WORK INSTRUCTION A
In the column on gluten- and grain-free foods, which protein in gluten are people with celiac disease sensitive to?
WORK INSTRUCTION B
Reproduce the gluten-free foods column from "Keith Roach" up to and including "or joint pains.".

SELECTED PASSAGE
____________________

Dr. Roach: Gluten- and grain-free foods not a marketing gimmick

Keith Roach
To Your Health

Dear Dr. Roach: I have no health issues, but I’m a cheapskate. I see products labeled as “grain-free” or as “gluten-free,” but they always cost more than the regular product. Are there any health benefits to using these, or are they marketing gimmicks?

— L.C.

Dear L.C: They are not marketing gimmicks at all. People with celiac disease have a sensitivity to a protein in gluten, called gliadin. Even small amounts of gluten can cause long-lasting damage to the intestines, and many people with celiac disease will be unable to properly absorb nutrients if they are regularly exposed to gluten. This can manifest with severe symptoms, such as weight loss, diarrhea and severe metabolic disturbance. Or it can trigger much milder ones, such as mild abdominal discomfort after eating, skin changes, anemia or joint pains.

____________________

GIVEN DATA
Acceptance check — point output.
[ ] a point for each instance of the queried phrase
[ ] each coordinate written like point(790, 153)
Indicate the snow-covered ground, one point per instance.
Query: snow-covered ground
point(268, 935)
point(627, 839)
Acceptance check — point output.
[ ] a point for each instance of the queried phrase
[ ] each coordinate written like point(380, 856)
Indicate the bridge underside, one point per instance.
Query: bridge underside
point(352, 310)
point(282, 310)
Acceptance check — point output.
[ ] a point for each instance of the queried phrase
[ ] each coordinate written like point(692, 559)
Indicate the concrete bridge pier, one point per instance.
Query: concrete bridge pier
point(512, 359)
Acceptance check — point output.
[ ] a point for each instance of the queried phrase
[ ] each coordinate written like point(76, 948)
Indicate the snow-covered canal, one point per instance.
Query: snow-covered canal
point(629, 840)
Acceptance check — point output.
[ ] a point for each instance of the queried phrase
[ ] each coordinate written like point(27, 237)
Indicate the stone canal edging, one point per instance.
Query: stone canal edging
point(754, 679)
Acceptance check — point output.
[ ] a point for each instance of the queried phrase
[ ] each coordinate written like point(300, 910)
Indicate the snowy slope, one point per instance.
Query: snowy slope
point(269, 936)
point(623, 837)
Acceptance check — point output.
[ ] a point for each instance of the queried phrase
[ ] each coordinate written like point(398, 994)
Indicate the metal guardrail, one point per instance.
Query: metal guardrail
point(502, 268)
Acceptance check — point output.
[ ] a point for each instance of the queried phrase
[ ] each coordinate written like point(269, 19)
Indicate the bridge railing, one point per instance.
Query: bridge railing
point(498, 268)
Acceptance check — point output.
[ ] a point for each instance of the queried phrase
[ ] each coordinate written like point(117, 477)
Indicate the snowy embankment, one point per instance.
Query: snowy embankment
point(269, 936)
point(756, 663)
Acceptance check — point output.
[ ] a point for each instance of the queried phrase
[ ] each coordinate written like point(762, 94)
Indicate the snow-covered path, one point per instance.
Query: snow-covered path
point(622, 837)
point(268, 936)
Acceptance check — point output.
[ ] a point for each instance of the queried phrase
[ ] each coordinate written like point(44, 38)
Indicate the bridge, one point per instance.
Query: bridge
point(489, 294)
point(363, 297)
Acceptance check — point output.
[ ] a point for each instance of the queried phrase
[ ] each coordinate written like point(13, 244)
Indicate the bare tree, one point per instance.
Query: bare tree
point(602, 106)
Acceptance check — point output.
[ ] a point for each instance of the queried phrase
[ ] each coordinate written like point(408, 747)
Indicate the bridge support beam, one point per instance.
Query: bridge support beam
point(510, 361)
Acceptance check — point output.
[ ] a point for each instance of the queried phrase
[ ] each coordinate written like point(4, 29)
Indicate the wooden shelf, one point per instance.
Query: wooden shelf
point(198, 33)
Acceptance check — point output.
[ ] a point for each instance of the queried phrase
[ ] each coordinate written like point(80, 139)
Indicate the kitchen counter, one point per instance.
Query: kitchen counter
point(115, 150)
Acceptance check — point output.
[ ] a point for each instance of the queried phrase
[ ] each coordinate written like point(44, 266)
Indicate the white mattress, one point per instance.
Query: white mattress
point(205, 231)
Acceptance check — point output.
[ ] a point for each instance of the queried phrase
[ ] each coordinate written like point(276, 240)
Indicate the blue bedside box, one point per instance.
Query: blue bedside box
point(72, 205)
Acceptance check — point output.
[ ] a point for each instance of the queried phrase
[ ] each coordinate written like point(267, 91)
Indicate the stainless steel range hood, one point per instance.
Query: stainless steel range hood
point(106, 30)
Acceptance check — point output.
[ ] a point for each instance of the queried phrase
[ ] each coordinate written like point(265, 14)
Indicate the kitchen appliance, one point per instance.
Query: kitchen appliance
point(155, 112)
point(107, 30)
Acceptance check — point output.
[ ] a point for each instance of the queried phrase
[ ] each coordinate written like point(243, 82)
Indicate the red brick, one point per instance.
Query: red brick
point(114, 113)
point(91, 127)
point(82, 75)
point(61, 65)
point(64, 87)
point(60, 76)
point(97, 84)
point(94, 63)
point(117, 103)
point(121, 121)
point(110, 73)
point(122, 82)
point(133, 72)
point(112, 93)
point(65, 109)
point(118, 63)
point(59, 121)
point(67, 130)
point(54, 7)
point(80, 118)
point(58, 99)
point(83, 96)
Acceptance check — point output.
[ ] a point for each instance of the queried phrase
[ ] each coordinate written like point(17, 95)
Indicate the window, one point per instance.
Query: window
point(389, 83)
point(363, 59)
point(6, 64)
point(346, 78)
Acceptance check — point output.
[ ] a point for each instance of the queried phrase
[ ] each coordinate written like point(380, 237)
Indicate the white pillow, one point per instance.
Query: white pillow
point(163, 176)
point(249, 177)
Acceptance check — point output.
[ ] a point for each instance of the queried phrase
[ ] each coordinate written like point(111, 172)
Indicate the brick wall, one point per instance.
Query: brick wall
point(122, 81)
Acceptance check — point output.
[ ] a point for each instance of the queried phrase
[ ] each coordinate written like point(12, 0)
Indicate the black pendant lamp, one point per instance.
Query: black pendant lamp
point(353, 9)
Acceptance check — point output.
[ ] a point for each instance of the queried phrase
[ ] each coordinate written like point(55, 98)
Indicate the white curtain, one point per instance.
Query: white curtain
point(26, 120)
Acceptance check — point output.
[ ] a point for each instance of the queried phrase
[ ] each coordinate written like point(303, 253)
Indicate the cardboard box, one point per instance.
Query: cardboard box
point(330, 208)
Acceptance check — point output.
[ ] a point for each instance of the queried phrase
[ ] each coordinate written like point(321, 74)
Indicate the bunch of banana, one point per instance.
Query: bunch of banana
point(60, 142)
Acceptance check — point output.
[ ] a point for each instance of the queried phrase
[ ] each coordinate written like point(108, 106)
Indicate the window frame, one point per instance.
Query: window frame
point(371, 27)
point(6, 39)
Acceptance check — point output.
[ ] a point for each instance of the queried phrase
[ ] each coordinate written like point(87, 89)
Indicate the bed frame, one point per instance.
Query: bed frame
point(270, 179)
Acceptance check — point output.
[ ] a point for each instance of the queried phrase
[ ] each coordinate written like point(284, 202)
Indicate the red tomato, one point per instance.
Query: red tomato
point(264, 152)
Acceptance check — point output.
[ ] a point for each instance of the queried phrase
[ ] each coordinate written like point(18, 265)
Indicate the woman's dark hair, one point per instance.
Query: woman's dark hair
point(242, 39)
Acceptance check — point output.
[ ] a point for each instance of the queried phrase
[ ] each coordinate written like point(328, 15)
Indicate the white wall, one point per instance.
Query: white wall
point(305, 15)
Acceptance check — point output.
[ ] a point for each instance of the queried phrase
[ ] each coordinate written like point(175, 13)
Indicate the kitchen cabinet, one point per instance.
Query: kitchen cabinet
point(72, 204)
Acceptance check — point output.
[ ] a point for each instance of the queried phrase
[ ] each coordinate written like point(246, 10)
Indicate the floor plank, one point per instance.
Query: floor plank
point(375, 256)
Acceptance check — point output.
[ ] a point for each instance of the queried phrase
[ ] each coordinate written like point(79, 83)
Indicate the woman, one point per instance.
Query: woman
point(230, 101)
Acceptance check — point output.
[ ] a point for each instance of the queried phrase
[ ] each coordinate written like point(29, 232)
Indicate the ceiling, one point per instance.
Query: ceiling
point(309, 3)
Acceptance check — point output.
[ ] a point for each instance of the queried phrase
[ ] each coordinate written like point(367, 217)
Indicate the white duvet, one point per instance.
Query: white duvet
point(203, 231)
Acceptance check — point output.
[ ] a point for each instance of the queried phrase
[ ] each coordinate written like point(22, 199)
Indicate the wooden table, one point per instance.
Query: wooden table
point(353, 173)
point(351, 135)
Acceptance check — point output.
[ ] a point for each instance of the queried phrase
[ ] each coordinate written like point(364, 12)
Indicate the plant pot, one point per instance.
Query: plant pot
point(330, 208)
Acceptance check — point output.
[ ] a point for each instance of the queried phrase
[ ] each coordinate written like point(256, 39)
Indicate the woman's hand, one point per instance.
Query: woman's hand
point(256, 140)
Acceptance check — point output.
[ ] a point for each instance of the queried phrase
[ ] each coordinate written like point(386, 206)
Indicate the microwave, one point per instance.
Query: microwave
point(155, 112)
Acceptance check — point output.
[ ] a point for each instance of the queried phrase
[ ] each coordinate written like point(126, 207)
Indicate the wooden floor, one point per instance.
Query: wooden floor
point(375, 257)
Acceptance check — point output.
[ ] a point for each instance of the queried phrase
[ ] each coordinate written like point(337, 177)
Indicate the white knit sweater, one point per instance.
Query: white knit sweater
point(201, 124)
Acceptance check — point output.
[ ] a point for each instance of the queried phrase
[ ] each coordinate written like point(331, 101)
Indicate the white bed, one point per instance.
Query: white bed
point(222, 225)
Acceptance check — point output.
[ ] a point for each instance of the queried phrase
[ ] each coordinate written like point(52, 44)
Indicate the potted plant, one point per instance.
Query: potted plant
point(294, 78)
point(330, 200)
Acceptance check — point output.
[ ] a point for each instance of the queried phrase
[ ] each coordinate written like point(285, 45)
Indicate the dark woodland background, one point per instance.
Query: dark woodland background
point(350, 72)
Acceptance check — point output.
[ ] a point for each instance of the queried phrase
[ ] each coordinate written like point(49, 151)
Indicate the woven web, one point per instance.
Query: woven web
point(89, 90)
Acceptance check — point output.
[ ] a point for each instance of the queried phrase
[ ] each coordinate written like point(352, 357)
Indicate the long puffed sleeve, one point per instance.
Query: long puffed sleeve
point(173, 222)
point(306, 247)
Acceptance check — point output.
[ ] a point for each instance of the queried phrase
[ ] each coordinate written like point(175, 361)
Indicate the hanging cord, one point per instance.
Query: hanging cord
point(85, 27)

____________________

RESPONSE A
Gliadin.

RESPONSE B
Keith Roach
To Your Health

Dear Dr. Roach: I have no health issues, but I’m a cheapskate. I see products labeled as “grain-free” or as “gluten-free,” but they always cost more than the regular product. Are there any health benefits to using these, or are they marketing gimmicks?

— L.C.

Dear L.C: They are not marketing gimmicks at all. People with celiac disease have a sensitivity to a protein in gluten, called gliadin. Even small amounts of gluten can cause long-lasting damage to the intestines, and many people with celiac disease will be unable to properly absorb nutrients if they are regularly exposed to gluten. This can manifest with severe symptoms, such as weight loss, diarrhea and severe metabolic disturbance. Or it can trigger much milder ones, such as mild abdominal discomfort after eating, skin changes, anemia or joint pains.